# Pointing dataset records:
....

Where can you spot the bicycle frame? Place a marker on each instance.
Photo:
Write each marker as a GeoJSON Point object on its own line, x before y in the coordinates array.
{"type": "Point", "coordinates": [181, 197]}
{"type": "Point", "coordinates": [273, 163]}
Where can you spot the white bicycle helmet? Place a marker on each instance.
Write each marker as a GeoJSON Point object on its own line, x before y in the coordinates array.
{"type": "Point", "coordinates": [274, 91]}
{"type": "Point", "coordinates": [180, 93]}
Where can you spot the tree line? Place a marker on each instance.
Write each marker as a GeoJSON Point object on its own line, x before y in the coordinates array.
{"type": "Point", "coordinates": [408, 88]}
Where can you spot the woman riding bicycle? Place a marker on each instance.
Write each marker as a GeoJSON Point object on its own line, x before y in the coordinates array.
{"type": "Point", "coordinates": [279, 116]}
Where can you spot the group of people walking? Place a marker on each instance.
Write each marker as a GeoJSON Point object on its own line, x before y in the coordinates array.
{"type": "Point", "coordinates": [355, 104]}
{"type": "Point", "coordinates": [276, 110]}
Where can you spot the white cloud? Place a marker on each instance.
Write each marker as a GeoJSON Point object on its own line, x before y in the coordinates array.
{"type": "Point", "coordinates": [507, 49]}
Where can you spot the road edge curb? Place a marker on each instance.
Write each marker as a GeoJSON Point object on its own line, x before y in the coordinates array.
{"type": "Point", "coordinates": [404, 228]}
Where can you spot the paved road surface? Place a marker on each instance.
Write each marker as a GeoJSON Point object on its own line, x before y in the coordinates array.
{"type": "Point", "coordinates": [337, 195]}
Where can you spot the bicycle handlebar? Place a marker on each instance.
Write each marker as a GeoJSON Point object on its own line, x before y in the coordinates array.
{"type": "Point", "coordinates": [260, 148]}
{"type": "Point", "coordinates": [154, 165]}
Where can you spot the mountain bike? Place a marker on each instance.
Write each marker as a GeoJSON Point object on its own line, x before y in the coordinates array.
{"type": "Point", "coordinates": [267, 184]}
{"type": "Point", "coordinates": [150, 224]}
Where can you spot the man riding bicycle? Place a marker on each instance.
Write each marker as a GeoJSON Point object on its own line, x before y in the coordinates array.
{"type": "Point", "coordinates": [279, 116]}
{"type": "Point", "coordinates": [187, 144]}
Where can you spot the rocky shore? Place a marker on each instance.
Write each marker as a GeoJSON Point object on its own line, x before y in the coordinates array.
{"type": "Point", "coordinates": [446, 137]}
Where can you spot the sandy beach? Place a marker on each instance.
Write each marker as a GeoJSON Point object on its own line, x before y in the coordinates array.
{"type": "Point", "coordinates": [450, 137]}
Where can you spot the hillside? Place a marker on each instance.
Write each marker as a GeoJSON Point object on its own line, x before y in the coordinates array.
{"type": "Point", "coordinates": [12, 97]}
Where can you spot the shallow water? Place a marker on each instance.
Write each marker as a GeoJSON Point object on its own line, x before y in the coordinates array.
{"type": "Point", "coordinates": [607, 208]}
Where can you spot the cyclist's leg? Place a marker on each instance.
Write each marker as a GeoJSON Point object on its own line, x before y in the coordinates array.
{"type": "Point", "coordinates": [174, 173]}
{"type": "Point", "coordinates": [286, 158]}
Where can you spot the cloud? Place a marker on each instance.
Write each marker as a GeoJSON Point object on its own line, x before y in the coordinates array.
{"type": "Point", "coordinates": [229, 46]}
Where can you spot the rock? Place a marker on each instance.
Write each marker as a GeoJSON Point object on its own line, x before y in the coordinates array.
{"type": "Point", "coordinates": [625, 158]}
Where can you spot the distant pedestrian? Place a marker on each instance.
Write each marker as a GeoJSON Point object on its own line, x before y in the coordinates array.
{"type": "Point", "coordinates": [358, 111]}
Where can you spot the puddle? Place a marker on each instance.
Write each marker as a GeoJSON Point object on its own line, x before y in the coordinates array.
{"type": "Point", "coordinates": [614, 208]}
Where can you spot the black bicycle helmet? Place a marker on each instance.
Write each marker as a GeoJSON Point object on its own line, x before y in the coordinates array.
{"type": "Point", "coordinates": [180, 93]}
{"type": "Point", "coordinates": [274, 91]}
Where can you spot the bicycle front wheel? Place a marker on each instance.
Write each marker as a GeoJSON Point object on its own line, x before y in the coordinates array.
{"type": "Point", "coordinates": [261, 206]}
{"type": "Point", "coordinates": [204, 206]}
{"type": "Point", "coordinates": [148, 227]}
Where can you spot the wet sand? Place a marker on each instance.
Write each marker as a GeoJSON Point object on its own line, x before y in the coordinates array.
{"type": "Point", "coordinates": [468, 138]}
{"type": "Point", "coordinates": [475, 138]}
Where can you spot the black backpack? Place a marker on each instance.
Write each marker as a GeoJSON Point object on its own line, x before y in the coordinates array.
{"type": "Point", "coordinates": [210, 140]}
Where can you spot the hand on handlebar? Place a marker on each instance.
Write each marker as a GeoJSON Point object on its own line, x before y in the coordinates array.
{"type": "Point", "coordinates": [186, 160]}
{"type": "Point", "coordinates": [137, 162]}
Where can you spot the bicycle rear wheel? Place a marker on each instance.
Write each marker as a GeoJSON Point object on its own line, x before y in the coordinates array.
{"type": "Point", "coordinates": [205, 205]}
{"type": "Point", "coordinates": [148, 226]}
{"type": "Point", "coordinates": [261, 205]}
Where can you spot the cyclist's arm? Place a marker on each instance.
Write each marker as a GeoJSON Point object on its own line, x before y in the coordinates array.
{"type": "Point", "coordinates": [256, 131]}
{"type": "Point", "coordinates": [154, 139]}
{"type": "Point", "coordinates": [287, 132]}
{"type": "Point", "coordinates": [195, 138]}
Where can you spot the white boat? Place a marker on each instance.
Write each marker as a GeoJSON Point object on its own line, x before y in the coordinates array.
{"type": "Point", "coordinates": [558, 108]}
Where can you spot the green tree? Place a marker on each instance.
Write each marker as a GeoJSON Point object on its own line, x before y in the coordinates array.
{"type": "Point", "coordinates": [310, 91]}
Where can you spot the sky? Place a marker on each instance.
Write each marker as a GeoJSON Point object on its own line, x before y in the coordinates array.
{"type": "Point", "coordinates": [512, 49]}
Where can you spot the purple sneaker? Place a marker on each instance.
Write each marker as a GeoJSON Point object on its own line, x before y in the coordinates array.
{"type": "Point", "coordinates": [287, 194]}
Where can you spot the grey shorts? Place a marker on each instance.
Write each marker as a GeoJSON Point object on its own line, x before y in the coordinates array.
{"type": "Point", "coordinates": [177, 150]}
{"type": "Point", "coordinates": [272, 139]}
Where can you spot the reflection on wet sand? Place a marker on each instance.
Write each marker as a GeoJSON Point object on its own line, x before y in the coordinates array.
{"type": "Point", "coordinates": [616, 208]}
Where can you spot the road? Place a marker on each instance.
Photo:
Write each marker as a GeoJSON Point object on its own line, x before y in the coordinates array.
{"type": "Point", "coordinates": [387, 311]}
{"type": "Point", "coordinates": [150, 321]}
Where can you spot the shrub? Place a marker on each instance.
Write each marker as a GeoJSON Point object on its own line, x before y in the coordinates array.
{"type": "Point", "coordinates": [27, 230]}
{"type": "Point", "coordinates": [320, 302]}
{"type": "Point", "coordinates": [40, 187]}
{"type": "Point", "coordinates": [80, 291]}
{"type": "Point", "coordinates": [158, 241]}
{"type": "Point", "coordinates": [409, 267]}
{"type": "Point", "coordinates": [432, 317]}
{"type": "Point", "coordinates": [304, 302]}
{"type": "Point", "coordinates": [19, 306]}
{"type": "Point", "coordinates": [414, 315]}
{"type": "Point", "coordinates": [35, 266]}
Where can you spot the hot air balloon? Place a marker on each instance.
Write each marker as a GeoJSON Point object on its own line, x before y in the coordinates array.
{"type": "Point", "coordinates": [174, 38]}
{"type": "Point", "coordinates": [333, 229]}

....

# Problem:
Set down, unchanged, the line that contains "Where can you spot the shrub?" together with every later line in the records, through the last one.

# Result below:
Where can you spot the shrub? Place a marker on each instance.
Write each marker as a GeoJSON Point object on its own line, x before y in the coordinates array.
{"type": "Point", "coordinates": [27, 230]}
{"type": "Point", "coordinates": [320, 302]}
{"type": "Point", "coordinates": [40, 187]}
{"type": "Point", "coordinates": [80, 291]}
{"type": "Point", "coordinates": [158, 241]}
{"type": "Point", "coordinates": [409, 267]}
{"type": "Point", "coordinates": [432, 317]}
{"type": "Point", "coordinates": [304, 302]}
{"type": "Point", "coordinates": [19, 306]}
{"type": "Point", "coordinates": [414, 315]}
{"type": "Point", "coordinates": [35, 266]}
Where can you spot the hot air balloon? Place a marker on each instance.
Write each marker as a GeoJSON Point object on its own line, x before y in the coordinates array.
{"type": "Point", "coordinates": [174, 38]}
{"type": "Point", "coordinates": [333, 229]}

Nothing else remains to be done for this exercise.